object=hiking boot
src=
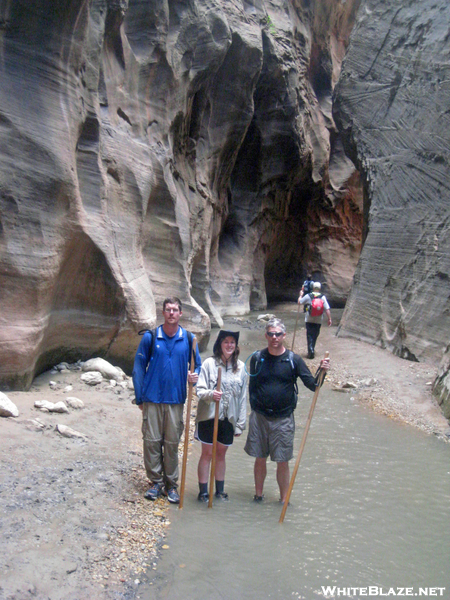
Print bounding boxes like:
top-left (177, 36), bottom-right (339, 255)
top-left (167, 488), bottom-right (180, 504)
top-left (144, 483), bottom-right (164, 500)
top-left (214, 492), bottom-right (229, 502)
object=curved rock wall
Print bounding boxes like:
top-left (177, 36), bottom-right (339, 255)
top-left (0, 0), bottom-right (362, 388)
top-left (334, 0), bottom-right (450, 361)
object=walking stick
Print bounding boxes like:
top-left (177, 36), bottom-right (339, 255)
top-left (208, 366), bottom-right (222, 508)
top-left (291, 304), bottom-right (300, 352)
top-left (279, 352), bottom-right (329, 523)
top-left (178, 338), bottom-right (197, 509)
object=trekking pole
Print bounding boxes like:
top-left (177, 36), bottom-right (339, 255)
top-left (279, 352), bottom-right (329, 523)
top-left (291, 303), bottom-right (300, 352)
top-left (208, 366), bottom-right (222, 508)
top-left (178, 338), bottom-right (197, 509)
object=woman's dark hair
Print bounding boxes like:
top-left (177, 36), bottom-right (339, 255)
top-left (213, 330), bottom-right (240, 373)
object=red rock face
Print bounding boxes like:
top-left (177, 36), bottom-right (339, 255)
top-left (334, 1), bottom-right (450, 376)
top-left (0, 0), bottom-right (364, 388)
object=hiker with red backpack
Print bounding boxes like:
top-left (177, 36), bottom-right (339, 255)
top-left (298, 281), bottom-right (331, 358)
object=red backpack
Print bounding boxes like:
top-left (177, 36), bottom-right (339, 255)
top-left (309, 294), bottom-right (323, 317)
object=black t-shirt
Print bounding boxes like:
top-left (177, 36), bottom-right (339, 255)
top-left (249, 348), bottom-right (317, 417)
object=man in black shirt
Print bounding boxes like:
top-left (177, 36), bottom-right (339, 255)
top-left (244, 319), bottom-right (330, 502)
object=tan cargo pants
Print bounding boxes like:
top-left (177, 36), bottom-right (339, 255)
top-left (142, 402), bottom-right (183, 490)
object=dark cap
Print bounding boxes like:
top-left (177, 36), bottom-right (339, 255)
top-left (213, 329), bottom-right (239, 354)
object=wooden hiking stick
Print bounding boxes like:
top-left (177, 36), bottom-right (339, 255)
top-left (279, 352), bottom-right (329, 523)
top-left (291, 304), bottom-right (301, 352)
top-left (208, 366), bottom-right (222, 508)
top-left (178, 338), bottom-right (197, 509)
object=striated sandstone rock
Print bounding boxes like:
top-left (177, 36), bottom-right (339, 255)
top-left (334, 0), bottom-right (450, 362)
top-left (433, 346), bottom-right (450, 419)
top-left (0, 0), bottom-right (362, 388)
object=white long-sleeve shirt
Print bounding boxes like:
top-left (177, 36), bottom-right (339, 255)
top-left (196, 356), bottom-right (247, 434)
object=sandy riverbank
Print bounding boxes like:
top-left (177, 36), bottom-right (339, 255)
top-left (0, 314), bottom-right (449, 600)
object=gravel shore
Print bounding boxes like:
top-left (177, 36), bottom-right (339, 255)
top-left (0, 316), bottom-right (449, 600)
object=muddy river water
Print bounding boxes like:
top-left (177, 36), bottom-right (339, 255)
top-left (137, 316), bottom-right (450, 600)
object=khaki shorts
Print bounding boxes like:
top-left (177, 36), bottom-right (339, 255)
top-left (244, 410), bottom-right (295, 462)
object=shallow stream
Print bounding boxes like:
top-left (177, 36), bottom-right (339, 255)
top-left (137, 315), bottom-right (450, 600)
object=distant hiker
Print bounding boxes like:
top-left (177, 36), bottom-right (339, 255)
top-left (196, 330), bottom-right (247, 502)
top-left (298, 281), bottom-right (331, 358)
top-left (299, 275), bottom-right (314, 298)
top-left (244, 319), bottom-right (330, 502)
top-left (133, 297), bottom-right (201, 504)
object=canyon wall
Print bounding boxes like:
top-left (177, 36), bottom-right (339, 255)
top-left (334, 0), bottom-right (450, 366)
top-left (0, 0), bottom-right (363, 389)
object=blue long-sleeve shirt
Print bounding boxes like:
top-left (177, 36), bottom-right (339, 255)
top-left (133, 325), bottom-right (202, 404)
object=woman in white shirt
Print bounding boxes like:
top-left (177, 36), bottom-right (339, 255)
top-left (196, 330), bottom-right (247, 502)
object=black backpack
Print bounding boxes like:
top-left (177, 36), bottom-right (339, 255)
top-left (253, 350), bottom-right (298, 395)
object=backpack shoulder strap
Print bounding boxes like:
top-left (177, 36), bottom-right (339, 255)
top-left (139, 329), bottom-right (157, 358)
top-left (289, 350), bottom-right (298, 394)
top-left (185, 329), bottom-right (195, 365)
top-left (253, 350), bottom-right (261, 375)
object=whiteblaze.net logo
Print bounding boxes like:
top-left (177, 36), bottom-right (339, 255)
top-left (322, 585), bottom-right (445, 600)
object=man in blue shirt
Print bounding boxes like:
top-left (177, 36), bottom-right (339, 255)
top-left (133, 297), bottom-right (201, 504)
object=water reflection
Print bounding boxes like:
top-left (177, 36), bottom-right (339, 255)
top-left (137, 310), bottom-right (450, 600)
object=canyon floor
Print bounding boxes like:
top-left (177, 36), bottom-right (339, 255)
top-left (0, 310), bottom-right (449, 600)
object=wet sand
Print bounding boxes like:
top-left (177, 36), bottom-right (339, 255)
top-left (0, 305), bottom-right (449, 600)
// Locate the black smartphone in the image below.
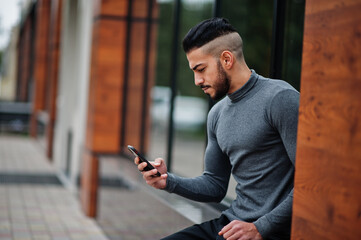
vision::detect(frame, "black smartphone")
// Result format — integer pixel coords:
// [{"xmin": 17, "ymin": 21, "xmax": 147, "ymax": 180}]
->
[{"xmin": 128, "ymin": 145, "xmax": 160, "ymax": 177}]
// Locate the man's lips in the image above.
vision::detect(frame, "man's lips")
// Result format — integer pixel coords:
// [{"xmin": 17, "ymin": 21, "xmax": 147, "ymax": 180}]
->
[{"xmin": 201, "ymin": 86, "xmax": 210, "ymax": 92}]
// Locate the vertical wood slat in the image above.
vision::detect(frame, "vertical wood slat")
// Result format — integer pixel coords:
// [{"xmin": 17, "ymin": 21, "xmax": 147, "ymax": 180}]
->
[
  {"xmin": 46, "ymin": 0, "xmax": 62, "ymax": 159},
  {"xmin": 16, "ymin": 17, "xmax": 34, "ymax": 102},
  {"xmin": 292, "ymin": 0, "xmax": 361, "ymax": 239},
  {"xmin": 81, "ymin": 0, "xmax": 156, "ymax": 217},
  {"xmin": 30, "ymin": 0, "xmax": 50, "ymax": 137}
]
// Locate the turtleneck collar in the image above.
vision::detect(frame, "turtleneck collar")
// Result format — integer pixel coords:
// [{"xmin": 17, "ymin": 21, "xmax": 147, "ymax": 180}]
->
[{"xmin": 227, "ymin": 69, "xmax": 259, "ymax": 103}]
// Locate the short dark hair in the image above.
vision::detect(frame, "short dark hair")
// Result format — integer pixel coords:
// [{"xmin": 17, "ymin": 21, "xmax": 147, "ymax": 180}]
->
[{"xmin": 183, "ymin": 18, "xmax": 237, "ymax": 53}]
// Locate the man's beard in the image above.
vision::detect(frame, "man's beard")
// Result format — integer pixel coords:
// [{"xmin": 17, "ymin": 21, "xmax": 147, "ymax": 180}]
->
[{"xmin": 212, "ymin": 61, "xmax": 230, "ymax": 101}]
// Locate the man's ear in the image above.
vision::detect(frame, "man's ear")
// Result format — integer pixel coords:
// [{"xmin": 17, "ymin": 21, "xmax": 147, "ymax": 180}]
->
[{"xmin": 221, "ymin": 50, "xmax": 234, "ymax": 70}]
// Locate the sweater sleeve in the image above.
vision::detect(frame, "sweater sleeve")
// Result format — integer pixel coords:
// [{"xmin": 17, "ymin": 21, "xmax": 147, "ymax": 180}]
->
[
  {"xmin": 254, "ymin": 89, "xmax": 299, "ymax": 237},
  {"xmin": 165, "ymin": 108, "xmax": 231, "ymax": 202}
]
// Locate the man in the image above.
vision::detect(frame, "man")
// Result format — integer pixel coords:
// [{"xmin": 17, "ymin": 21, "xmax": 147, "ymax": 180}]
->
[{"xmin": 135, "ymin": 18, "xmax": 299, "ymax": 239}]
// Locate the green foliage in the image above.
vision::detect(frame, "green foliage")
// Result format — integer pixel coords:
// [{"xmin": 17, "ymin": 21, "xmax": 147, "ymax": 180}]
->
[{"xmin": 156, "ymin": 0, "xmax": 305, "ymax": 97}]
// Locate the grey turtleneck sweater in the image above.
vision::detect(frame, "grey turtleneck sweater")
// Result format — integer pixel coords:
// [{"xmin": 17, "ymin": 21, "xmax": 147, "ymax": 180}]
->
[{"xmin": 166, "ymin": 70, "xmax": 299, "ymax": 239}]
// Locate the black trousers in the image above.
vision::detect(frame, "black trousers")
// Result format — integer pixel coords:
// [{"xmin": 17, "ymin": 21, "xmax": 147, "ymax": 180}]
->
[{"xmin": 161, "ymin": 215, "xmax": 230, "ymax": 240}]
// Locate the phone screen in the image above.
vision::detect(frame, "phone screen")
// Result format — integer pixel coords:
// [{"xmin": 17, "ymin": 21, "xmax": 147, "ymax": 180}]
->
[{"xmin": 128, "ymin": 145, "xmax": 160, "ymax": 177}]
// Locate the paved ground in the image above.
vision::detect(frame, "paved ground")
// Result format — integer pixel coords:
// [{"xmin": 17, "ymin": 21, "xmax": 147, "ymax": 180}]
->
[{"xmin": 0, "ymin": 135, "xmax": 218, "ymax": 240}]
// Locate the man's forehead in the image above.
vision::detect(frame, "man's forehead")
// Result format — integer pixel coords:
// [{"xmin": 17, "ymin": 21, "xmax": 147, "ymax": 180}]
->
[{"xmin": 187, "ymin": 47, "xmax": 212, "ymax": 69}]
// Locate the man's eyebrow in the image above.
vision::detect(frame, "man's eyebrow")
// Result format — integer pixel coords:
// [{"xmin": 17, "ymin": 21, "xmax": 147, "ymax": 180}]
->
[{"xmin": 192, "ymin": 63, "xmax": 203, "ymax": 71}]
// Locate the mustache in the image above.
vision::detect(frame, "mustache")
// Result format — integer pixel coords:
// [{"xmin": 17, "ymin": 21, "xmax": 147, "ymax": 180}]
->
[{"xmin": 199, "ymin": 85, "xmax": 211, "ymax": 89}]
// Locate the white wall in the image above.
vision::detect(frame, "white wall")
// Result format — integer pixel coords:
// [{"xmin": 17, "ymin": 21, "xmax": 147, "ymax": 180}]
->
[{"xmin": 54, "ymin": 0, "xmax": 93, "ymax": 190}]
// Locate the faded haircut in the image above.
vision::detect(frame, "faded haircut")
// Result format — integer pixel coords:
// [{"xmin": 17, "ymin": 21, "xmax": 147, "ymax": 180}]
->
[{"xmin": 183, "ymin": 18, "xmax": 237, "ymax": 53}]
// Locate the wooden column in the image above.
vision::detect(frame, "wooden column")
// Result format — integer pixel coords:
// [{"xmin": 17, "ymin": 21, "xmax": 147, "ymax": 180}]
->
[
  {"xmin": 46, "ymin": 0, "xmax": 62, "ymax": 159},
  {"xmin": 81, "ymin": 0, "xmax": 156, "ymax": 217},
  {"xmin": 30, "ymin": 0, "xmax": 50, "ymax": 137},
  {"xmin": 292, "ymin": 0, "xmax": 361, "ymax": 240}
]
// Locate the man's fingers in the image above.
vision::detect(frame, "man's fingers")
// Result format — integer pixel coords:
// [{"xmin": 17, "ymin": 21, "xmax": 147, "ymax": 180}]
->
[{"xmin": 138, "ymin": 162, "xmax": 147, "ymax": 172}]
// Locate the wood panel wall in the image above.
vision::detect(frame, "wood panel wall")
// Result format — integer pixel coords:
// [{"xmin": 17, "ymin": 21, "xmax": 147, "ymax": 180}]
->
[
  {"xmin": 292, "ymin": 0, "xmax": 361, "ymax": 240},
  {"xmin": 81, "ymin": 0, "xmax": 157, "ymax": 217}
]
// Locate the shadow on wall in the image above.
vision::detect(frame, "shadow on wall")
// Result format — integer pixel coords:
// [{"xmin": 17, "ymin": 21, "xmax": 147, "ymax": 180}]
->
[{"xmin": 151, "ymin": 86, "xmax": 208, "ymax": 131}]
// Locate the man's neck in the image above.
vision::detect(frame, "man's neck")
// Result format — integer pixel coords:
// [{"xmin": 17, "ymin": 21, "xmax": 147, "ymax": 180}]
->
[{"xmin": 228, "ymin": 63, "xmax": 252, "ymax": 94}]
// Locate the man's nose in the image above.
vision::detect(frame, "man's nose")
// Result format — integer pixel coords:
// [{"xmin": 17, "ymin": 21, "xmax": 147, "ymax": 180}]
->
[{"xmin": 194, "ymin": 74, "xmax": 204, "ymax": 86}]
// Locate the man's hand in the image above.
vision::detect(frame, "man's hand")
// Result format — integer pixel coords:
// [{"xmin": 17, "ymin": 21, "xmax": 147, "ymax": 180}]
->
[
  {"xmin": 134, "ymin": 157, "xmax": 168, "ymax": 189},
  {"xmin": 218, "ymin": 220, "xmax": 262, "ymax": 240}
]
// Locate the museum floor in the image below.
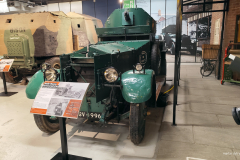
◇ ◇ ◇ ◇ ◇
[PROBLEM REQUIREMENTS]
Could you quote, word for word, the lines of the data above that begin at the line containing "object=black backpack" and end after the line containing "top-left (253, 350), bottom-right (298, 395)"?

[WRITTEN SOLUTION]
object=black backpack
Print bounding boxes like:
top-left (177, 36), bottom-right (339, 255)
top-left (253, 350), bottom-right (298, 395)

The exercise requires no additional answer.